Objective
Can you return every line of the data below unchanged, word for word?
------ Material for this task
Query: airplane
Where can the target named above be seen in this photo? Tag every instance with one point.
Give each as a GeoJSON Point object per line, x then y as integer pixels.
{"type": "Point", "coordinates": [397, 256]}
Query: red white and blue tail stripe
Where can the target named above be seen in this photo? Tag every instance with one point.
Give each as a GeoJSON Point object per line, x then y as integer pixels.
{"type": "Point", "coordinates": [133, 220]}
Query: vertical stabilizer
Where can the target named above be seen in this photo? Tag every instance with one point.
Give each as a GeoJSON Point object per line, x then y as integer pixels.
------------
The result
Query: airplane
Where can the target named above be seen in this photo? Tag every instance with one point.
Give each as a GeoJSON Point object per line, x then y as integer pixels.
{"type": "Point", "coordinates": [397, 256]}
Query: red white and blue tail stripe
Where can the target named above be seen in this photo? Tag every instance with one point.
Give each as a GeoJSON Point object per line, x then y as integer pixels.
{"type": "Point", "coordinates": [133, 220]}
Query: vertical stabilizer
Where can the target named above be seen in this photo? Tag every instance with one point.
Give each as a GeoJSON Point object per line, x then y as integer pixels.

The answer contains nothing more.